Excerpts from a dataset:
- - -
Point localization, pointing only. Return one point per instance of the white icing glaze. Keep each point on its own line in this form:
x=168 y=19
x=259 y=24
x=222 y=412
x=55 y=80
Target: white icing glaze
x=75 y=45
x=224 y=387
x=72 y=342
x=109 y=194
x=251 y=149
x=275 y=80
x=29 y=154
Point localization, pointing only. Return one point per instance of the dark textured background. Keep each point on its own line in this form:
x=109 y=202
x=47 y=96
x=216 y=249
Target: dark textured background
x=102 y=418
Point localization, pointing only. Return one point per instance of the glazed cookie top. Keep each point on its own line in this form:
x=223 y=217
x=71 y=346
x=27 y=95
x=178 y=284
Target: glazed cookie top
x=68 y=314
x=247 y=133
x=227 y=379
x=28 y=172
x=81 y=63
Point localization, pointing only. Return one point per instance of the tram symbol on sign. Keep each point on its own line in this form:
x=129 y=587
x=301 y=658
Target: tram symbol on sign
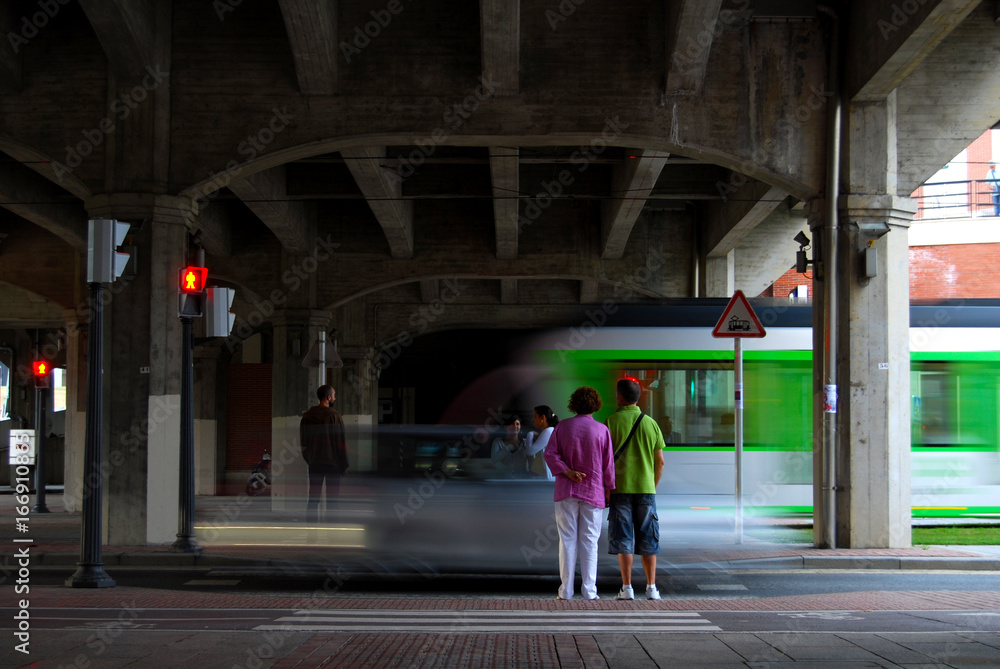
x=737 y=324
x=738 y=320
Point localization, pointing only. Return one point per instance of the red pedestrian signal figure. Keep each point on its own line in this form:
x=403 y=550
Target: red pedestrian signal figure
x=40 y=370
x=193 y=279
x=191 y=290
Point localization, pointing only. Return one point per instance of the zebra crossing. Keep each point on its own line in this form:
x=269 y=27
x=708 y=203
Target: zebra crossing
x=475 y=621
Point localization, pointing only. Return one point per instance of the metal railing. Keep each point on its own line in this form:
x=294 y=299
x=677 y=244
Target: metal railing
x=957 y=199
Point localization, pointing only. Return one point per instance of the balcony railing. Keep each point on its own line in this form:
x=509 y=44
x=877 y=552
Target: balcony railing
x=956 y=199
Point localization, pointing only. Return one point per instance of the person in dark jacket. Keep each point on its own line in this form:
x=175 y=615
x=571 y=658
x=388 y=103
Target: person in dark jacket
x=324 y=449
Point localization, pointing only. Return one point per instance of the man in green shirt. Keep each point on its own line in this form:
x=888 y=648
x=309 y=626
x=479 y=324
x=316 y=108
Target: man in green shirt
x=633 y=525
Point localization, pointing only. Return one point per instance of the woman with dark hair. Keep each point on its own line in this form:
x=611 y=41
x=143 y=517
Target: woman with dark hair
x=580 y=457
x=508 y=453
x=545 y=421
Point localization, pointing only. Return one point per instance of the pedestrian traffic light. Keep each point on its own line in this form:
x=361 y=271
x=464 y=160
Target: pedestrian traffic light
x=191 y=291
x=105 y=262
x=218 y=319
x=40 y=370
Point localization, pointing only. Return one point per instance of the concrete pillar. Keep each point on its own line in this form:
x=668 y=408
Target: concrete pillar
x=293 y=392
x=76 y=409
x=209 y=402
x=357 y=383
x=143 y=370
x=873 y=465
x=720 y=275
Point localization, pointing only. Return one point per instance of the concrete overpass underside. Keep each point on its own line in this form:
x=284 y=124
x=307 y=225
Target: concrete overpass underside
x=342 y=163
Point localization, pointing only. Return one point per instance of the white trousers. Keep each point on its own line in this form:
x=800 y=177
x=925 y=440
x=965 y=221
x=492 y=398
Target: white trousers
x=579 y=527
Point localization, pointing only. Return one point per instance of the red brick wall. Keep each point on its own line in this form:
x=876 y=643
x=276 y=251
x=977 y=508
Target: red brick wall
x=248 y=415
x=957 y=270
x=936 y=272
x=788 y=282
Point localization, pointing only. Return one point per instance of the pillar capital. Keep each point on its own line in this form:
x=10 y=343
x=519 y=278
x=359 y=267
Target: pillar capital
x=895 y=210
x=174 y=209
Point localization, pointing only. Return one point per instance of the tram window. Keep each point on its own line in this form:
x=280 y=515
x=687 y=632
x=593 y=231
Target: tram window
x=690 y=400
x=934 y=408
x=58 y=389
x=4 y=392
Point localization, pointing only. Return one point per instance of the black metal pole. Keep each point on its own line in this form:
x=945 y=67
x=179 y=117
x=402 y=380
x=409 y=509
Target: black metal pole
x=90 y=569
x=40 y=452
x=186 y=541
- - -
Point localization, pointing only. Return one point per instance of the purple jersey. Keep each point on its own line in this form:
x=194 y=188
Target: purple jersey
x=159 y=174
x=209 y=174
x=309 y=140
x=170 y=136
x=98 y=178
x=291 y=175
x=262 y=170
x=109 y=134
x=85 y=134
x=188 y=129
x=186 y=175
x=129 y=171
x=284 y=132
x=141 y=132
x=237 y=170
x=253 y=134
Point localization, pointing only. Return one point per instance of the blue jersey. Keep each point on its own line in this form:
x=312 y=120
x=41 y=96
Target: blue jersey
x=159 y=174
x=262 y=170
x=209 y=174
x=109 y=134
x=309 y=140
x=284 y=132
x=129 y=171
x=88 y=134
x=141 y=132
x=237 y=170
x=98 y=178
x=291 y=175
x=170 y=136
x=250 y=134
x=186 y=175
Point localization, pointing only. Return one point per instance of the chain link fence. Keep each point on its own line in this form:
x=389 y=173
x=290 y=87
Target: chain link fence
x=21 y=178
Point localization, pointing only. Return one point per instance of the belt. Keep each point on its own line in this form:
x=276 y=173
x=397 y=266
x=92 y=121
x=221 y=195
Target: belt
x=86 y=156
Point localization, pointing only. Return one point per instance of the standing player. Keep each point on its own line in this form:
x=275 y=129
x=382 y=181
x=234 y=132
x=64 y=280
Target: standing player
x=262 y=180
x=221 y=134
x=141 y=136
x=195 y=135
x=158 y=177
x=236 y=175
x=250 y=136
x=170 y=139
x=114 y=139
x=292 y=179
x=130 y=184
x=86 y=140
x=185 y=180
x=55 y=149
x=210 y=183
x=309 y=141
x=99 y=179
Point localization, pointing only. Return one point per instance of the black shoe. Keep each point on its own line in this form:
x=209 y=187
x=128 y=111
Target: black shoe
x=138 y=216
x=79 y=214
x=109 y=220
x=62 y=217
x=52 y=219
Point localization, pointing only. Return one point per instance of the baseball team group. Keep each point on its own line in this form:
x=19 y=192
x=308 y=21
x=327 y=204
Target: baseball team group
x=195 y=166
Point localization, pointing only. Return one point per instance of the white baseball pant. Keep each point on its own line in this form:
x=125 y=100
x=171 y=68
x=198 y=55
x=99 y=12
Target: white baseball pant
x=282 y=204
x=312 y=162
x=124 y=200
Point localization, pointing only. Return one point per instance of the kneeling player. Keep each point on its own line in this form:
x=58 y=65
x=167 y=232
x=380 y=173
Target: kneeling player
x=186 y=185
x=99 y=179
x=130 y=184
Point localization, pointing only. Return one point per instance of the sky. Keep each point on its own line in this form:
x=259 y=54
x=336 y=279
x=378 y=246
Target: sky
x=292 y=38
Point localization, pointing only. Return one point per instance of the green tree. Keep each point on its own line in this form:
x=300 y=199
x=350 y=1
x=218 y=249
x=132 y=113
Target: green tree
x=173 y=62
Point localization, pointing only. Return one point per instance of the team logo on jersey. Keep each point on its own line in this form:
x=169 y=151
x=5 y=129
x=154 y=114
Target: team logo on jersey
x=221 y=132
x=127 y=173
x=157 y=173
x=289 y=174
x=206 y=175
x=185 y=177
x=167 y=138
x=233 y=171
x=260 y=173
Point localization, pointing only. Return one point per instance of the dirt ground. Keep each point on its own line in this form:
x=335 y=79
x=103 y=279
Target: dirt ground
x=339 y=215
- - -
- **Exercise details**
All that is wanted is the stretch of lines above from the one containing "of the belt." through the one containing "of the sky.", duplicated exactly.

- **Solution below**
Point localization, pointing only. Return one point per instance of the belt. Keep each point on its own line in this form:
x=276 y=173
x=397 y=266
x=92 y=121
x=221 y=195
Target: belt
x=86 y=156
Point localization, pointing only. Return one point per instance of the standing player. Keep each point on its own line in this form:
x=275 y=129
x=382 y=181
x=234 y=132
x=64 y=280
Target: standing player
x=262 y=180
x=221 y=134
x=141 y=136
x=195 y=135
x=158 y=177
x=236 y=175
x=250 y=136
x=170 y=139
x=114 y=139
x=292 y=179
x=130 y=184
x=86 y=140
x=185 y=180
x=55 y=149
x=210 y=183
x=309 y=141
x=99 y=179
Point localization, pointing only. Return one point per instance of the black shoe. Keep each point on its own line in this form:
x=209 y=187
x=128 y=111
Target: black shoe
x=138 y=216
x=79 y=214
x=109 y=220
x=62 y=217
x=52 y=219
Point localization, pointing only. Return one point per instance of the baseball team group. Keep each point on its own line in this form:
x=19 y=192
x=308 y=21
x=327 y=204
Target: baseball team group
x=195 y=166
Point localization, pointing only. Return one point per instance of the white baseball pant. Keep each point on its own line in this form:
x=125 y=100
x=171 y=68
x=198 y=55
x=99 y=12
Target: white baseball pant
x=282 y=204
x=312 y=162
x=124 y=200
Point localization, pointing only. Return one point per instance of the kneeling player. Keep each point on its own line in this form:
x=58 y=65
x=167 y=232
x=380 y=173
Target: kneeling player
x=186 y=185
x=99 y=179
x=130 y=184
Point localization, pointing only. Return one point per instance of the sky. Keep each point on its own line in this form:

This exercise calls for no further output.